>> begin Records shown
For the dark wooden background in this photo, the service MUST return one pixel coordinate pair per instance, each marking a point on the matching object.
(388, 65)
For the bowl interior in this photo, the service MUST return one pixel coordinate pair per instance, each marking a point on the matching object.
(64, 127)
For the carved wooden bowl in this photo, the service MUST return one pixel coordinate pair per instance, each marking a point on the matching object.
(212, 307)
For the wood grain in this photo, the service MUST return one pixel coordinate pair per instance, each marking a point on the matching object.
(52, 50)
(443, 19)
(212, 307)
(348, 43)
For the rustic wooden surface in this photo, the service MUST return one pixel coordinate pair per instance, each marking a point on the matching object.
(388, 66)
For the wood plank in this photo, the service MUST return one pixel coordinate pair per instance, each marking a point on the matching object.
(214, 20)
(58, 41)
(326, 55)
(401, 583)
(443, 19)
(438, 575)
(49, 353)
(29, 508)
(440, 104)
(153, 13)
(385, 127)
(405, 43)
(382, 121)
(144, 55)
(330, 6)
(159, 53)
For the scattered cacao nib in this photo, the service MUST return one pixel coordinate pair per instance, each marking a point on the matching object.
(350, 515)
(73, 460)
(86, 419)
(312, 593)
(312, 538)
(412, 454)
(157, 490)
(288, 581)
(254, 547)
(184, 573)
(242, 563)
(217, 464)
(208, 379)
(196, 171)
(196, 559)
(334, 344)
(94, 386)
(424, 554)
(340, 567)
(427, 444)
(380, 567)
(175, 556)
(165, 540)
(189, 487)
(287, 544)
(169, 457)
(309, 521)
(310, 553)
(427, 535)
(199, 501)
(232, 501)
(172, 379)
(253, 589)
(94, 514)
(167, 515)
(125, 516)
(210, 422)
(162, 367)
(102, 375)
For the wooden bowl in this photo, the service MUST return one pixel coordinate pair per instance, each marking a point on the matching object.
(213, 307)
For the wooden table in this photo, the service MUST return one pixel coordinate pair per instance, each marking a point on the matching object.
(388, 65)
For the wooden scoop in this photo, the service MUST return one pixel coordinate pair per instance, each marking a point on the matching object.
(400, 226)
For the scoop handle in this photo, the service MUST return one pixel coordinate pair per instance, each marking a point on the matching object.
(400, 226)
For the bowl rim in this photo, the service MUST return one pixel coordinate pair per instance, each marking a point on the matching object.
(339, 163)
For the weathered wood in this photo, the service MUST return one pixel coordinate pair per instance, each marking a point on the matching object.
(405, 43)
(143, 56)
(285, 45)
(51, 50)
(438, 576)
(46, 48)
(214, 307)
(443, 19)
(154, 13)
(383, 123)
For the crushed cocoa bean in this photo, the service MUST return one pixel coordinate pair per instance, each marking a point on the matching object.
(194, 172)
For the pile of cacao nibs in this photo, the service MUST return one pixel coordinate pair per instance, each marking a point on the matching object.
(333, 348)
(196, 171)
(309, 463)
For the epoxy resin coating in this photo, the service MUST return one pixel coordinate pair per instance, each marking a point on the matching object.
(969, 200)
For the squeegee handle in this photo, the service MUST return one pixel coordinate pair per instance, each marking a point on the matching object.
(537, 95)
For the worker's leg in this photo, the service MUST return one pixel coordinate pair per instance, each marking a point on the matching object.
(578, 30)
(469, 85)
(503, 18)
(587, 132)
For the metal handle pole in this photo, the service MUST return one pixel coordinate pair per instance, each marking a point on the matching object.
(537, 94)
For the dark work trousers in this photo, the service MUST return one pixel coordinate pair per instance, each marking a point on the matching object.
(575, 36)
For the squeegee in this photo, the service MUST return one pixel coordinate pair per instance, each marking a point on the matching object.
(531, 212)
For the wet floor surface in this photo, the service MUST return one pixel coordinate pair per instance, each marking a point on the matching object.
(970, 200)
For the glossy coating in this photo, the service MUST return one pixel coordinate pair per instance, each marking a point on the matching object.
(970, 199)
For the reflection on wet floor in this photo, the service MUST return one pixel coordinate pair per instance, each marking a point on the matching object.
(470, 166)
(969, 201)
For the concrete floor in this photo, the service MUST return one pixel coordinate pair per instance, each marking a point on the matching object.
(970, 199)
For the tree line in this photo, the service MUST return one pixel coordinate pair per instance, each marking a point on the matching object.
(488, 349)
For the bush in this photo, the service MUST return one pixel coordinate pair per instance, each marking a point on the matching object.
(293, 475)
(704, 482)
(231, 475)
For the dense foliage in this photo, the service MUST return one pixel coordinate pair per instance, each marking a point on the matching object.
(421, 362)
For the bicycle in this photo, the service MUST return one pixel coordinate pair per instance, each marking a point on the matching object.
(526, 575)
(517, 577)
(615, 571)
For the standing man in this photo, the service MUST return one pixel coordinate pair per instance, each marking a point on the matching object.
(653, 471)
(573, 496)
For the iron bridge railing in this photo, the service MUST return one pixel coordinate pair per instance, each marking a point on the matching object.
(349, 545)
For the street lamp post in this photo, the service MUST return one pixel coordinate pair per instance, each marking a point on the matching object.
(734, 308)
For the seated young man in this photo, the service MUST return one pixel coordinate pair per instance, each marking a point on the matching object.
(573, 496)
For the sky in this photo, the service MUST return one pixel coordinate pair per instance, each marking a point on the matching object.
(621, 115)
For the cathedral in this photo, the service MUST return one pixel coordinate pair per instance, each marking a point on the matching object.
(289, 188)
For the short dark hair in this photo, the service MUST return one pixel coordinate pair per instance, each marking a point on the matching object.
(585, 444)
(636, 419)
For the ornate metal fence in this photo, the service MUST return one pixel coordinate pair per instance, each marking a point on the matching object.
>> end Records shown
#### Given task:
Write out every entry again exactly, please, with nothing missing.

#### Written answer:
For the dark wooden background in this photo, the service MUST return one pixel coordinate pair per instance, each marking a point on the matching object.
(388, 65)
For the bowl interior in this photo, the service MUST return one pixel coordinate pair per instance, each marking a point on the matching object.
(64, 127)
For the carved wooden bowl in this photo, the service MUST return one pixel coordinate pair per instance, each marking a point on the matching object.
(212, 307)
For the wood grain in this photo, the service MUST return one pixel coordinate pair per instance, each marking a point on the matching object.
(52, 50)
(443, 19)
(212, 307)
(348, 43)
For the rustic wooden surface in this photo, the service MUST return one pixel coordinate pair per instance, each marking a point on the matching object.
(388, 66)
For the wood plank in this photo, the service MUST return one pixel coordinate pair per instance, each marking a point on the matching object.
(214, 20)
(58, 41)
(326, 55)
(401, 583)
(443, 19)
(438, 575)
(49, 353)
(29, 508)
(440, 104)
(153, 13)
(385, 127)
(405, 43)
(382, 121)
(144, 55)
(330, 6)
(159, 53)
For the scattered cacao nib in this photo, the service MUST return one pixel coordinate pair per instance, each marking a point on the matching object.
(350, 515)
(73, 460)
(86, 419)
(312, 593)
(312, 538)
(412, 454)
(157, 490)
(288, 581)
(254, 547)
(184, 573)
(242, 563)
(217, 464)
(208, 379)
(196, 171)
(196, 559)
(334, 344)
(94, 386)
(424, 554)
(340, 567)
(427, 444)
(380, 567)
(175, 556)
(165, 540)
(189, 487)
(287, 544)
(169, 457)
(309, 521)
(310, 553)
(427, 535)
(199, 501)
(232, 501)
(172, 379)
(253, 589)
(94, 514)
(167, 515)
(125, 516)
(210, 422)
(162, 367)
(102, 375)
For the wooden bowl in this photo, the service MUST return one pixel coordinate pair per instance, each marking a point on the matching object.
(213, 307)
For the wooden table in this photo, the service MUST return one pixel coordinate pair per instance, each marking a point on the matching object.
(388, 65)
For the wooden scoop in this photo, the service MUST return one pixel coordinate pair per instance, each marking a point on the matching object.
(400, 226)
For the scoop handle in this photo, the service MUST return one pixel coordinate pair per instance, each marking a point on the matching object.
(400, 226)
For the bowl rim in this photo, the service MUST return one pixel coordinate pair per instance, each marking a point on the matching object.
(339, 163)
For the weathered wood in this photo, the service MUST return one pixel coordinate pair per instance, each marking a point on the matching object.
(405, 43)
(143, 56)
(285, 45)
(51, 50)
(438, 576)
(46, 48)
(214, 307)
(443, 19)
(154, 13)
(383, 123)
For the crushed cocoa bean in this photo, the service MUST return one pixel coordinate pair per instance, each marking a point on the matching object.
(194, 172)
For the pile of cacao nibs in this photo, the service MUST return one pixel coordinate pair per instance, each marking a point on the matching object.
(333, 348)
(196, 171)
(309, 463)
For the epoxy resin coating in this photo, the service MUST return one pixel coordinate pair per instance, each marking a point on the matching object.
(969, 200)
For the squeegee handle in this photo, the service MUST return one pixel coordinate pair per instance, each marking a point on the matching object.
(537, 95)
For the worker's leg in this photo, the service MUST return one pixel coordinate pair per instance, each marking a point on the matching object.
(578, 30)
(469, 85)
(503, 18)
(587, 132)
For the metal handle pole in this photo, the service MUST return one pixel coordinate pair per instance, each marking a point on the matching object.
(537, 94)
For the dark work trousers in this photo, the service MUST return one pixel coordinate pair per instance, each marking a point on the matching object.
(575, 36)
For the squeegee in this photo, the service MUST return one pixel coordinate pair per instance, each marking a point on the matching object.
(531, 212)
For the wet floor surface in this photo, the service MUST return one pixel coordinate pair per instance, each marking a point on the matching object.
(970, 200)
For the glossy coating in this photo, the service MUST return one pixel coordinate pair per instance, each marking a point on the matching object.
(970, 199)
For the reflection on wet floor in this photo, the service MUST return one pixel coordinate pair per instance, each marking a point on the matching object.
(470, 166)
(969, 201)
For the concrete floor in this photo, the service MUST return one pixel coordinate pair per instance, each marking a point on the matching object.
(970, 199)
For the tree line in this photo, the service MUST return one pixel coordinate pair per instance, each marking a point on the matching object.
(488, 349)
For the bush in this photo, the service MUST return one pixel coordinate pair per instance, each marking a point on the matching object.
(293, 475)
(704, 482)
(231, 475)
For the dense foliage in this photo, the service MUST return one pixel coordinate pair per instance, each marking a point on the matching object.
(421, 362)
For the bicycle in this photo, the service MUST return one pixel coordinate pair per instance, each marking a point on the matching object.
(526, 575)
(517, 577)
(615, 571)
For the standing man in this photo, the service MUST return one pixel coordinate pair per instance, each marking a point on the matching object.
(653, 471)
(573, 496)
For the iron bridge railing in this photo, the service MUST return one pixel coordinate pair per instance, each marking a point on the matching object.
(349, 545)
For the street lamp post in this photo, the service MUST return one pixel coordinate pair per instance, each marking a point on the matching object.
(734, 308)
For the seated young man in this photo, the service MUST return one pixel coordinate pair per instance, each marking a point on the matching object.
(573, 496)
For the sky in this photo, the service MUST return one pixel coordinate pair per instance, each marking a point on the matching object.
(621, 115)
For the cathedral in this photo, the service MUST return one pixel coordinate pair per instance, each marking a point on the matching object.
(289, 188)
For the short dark hair in this photo, the service MUST return one pixel coordinate pair per instance, each marking a point on the matching object.
(585, 444)
(636, 419)
For the ornate metal fence in this photo, the service MUST return one pixel coordinate pair per instance, each marking a point on the matching object.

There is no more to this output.